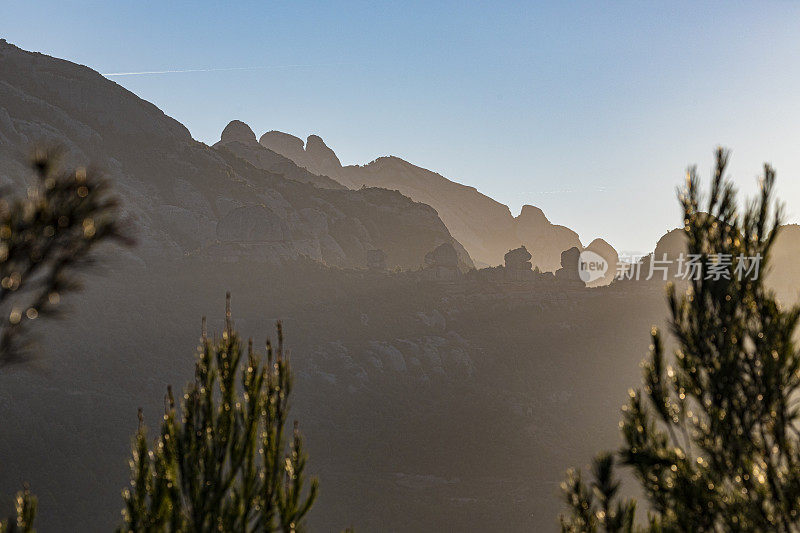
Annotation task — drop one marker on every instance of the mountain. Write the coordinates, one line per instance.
(234, 199)
(484, 226)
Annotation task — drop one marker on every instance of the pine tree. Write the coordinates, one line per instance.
(712, 437)
(220, 462)
(25, 509)
(46, 238)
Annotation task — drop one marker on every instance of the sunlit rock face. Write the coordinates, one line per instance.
(484, 226)
(238, 131)
(607, 252)
(221, 202)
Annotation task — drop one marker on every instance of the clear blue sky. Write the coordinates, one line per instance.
(590, 111)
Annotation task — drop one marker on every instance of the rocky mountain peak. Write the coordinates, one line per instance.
(321, 156)
(238, 131)
(531, 216)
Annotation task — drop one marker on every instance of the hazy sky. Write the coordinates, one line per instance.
(590, 111)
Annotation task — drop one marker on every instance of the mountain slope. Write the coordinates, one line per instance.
(189, 198)
(484, 226)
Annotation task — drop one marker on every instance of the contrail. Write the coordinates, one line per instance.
(183, 71)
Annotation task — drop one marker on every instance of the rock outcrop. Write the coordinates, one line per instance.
(518, 259)
(484, 226)
(237, 199)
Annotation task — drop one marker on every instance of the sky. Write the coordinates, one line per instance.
(591, 111)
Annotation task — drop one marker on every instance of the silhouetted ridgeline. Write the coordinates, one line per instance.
(439, 397)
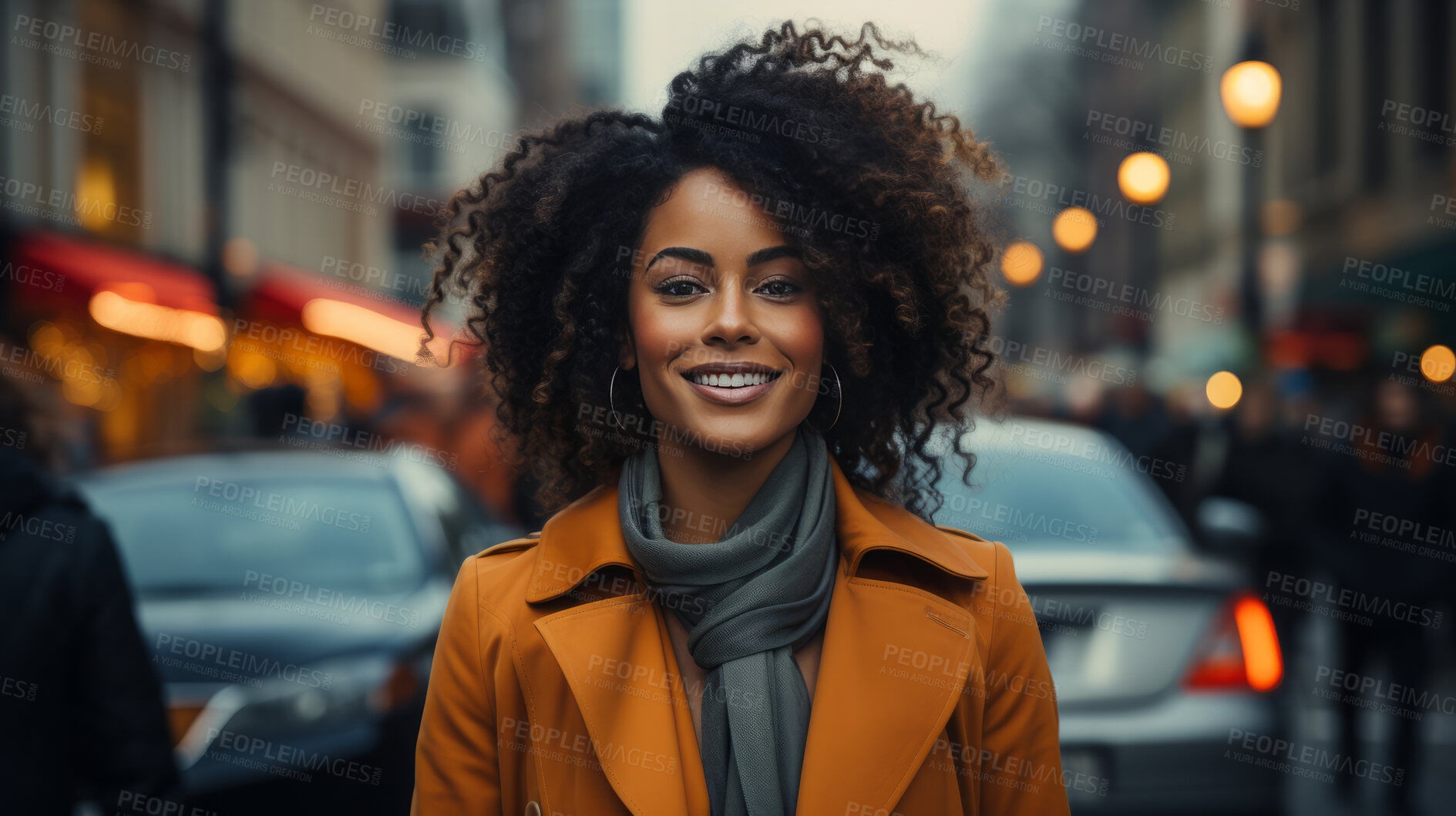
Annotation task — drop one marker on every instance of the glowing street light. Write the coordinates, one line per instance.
(1143, 178)
(1251, 93)
(1021, 264)
(1438, 364)
(1075, 229)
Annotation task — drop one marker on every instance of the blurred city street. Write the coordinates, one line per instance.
(1226, 233)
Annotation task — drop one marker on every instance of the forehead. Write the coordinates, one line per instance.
(709, 211)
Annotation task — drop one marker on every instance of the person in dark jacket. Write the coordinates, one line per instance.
(80, 706)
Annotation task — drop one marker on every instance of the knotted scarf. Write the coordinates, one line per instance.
(748, 601)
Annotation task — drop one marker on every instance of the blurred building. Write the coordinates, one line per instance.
(1312, 249)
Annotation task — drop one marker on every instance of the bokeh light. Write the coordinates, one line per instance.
(1143, 178)
(1251, 92)
(1075, 229)
(1021, 264)
(1438, 364)
(1223, 390)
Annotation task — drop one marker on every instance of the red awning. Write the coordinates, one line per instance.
(283, 291)
(92, 267)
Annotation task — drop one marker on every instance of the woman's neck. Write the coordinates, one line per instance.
(705, 492)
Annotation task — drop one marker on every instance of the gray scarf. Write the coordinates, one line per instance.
(748, 603)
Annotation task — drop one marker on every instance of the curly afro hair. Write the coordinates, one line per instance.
(879, 191)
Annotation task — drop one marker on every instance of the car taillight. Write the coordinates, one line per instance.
(1239, 652)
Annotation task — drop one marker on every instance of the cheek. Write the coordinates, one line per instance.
(660, 335)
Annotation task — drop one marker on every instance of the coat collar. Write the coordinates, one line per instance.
(893, 663)
(586, 537)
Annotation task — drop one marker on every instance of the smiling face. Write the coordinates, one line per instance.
(725, 326)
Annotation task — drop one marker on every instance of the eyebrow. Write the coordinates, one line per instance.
(699, 257)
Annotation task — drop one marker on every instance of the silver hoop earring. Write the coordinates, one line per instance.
(612, 401)
(838, 388)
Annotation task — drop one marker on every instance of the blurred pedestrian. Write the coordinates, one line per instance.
(1379, 482)
(80, 707)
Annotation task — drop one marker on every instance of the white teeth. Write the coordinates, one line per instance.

#####

### Written problem
Repeat the data exactly, excluding the pictures.

### Task result
Annotation task — drop one marker on every instance of the mountain. Write the coordinates, one line per instance.
(234, 199)
(484, 226)
Annotation task — drop one marker on every instance of the pine tree. Write the coordinates, one line per instance.
(712, 437)
(220, 462)
(25, 509)
(46, 238)
Annotation task — drop one marker on every instance of the sunlit rock face. Write the coordinates, one line per instance.
(484, 226)
(238, 131)
(607, 252)
(221, 202)
Annotation task — drop one marker on every instance of the clear blue sky. Write the coordinates, one line per instance.
(590, 111)
Annotation task — drop one marker on every instance of the rocky mountain peak. Write the coordinates, one line per instance.
(321, 156)
(238, 131)
(531, 216)
Annotation task — drop one marker on every instance of the hazy sky. Write the coordinates, one line per instance.
(590, 111)
Annotation task — drop one marker on every instance of the mountain slope. Write the coordinates, one line per instance.
(189, 198)
(484, 226)
Annotation task — drop one marker on every instance of the contrail. Write the coordinates, one line per instance.
(183, 71)
Annotation task — drop one marker on every instance of the rock outcrop. Write the coordinates, one line per instance.
(518, 259)
(484, 226)
(237, 199)
Annotation task — drop one marker on every instance of the sky. Write the coordinates, one line per instance.
(591, 111)
Annotation task — drop one marker on every instance of the silhouetted ridgeline. Write the coordinates, one line per instance.
(439, 397)
Annotation task — drop one marker on every instance of the glowing street light. Write the coordinates, one line per instance.
(1143, 178)
(1251, 93)
(1021, 264)
(1438, 364)
(1075, 229)
Annotation task — drop one marker on every instance of the blurred city street. Write the coordinates, one line per instance.
(1226, 233)
Annotation task — drop one marker on every instance of the forehead. Write the coordinates, one line per instance.
(709, 211)
Annotation task — drop one marker on every instance of the person in dark jacket. Write the coordinates, one line per instance.
(80, 706)
Annotation task — drop one marker on every instance of the knotted scarf. Write the coordinates, one line per instance.
(748, 601)
Annotation task — drop one marker on every instance of the blurred building. Write the coordinates, one line per instance.
(1312, 249)
Annotation task — drop one marker on every instance of the bokeh light. Write the coordinates, one line per instance.
(1143, 178)
(1251, 92)
(1075, 229)
(1021, 264)
(1438, 364)
(1223, 390)
Annotation task — drop one marker on every instance of the red awning. Write the coordinates, one line per instance.
(283, 291)
(92, 267)
Annotation task — drop one marker on every instance of the woman's neck. Write the coordinates, one line per instance.
(705, 492)
Annotation task — drop one marker on every instance of the gray scarf. Write the coordinates, one line per instance.
(748, 603)
Annotation task — drop one marker on every instance of the curly afro hair. Write the coordinates, one line per instance.
(879, 191)
Annotation task — drop one marker on every instance of the car taillight. Write the coordinates, one line per instance.
(1239, 652)
Annotation task — drop one marker on every instance of the cheek. Write the coordinates, one line per instance.
(660, 335)
Annotation task — drop one marker on every instance of the coat collar. Write the coordinates, one line per instance.
(893, 663)
(586, 537)
Annotation task — drop one marker on every instance of the smiling face. Write the coordinates, one line per instance.
(725, 326)
Annotation task — drop one marker on every instance of the eyebrow. Write the coordinates, one line per instance.
(699, 257)
Annotation task — drop one marker on every instance of the silver hoop earring. Write the coordinates, one line per instance.
(612, 401)
(838, 388)
Annotation task — drop one marker on every instance of the blurred pedestrian. Write the coordinates, one line per instance.
(1379, 482)
(80, 707)
Annotation task — drop one marker on every instance of the white teeth. Write the coordinates, one line per instance.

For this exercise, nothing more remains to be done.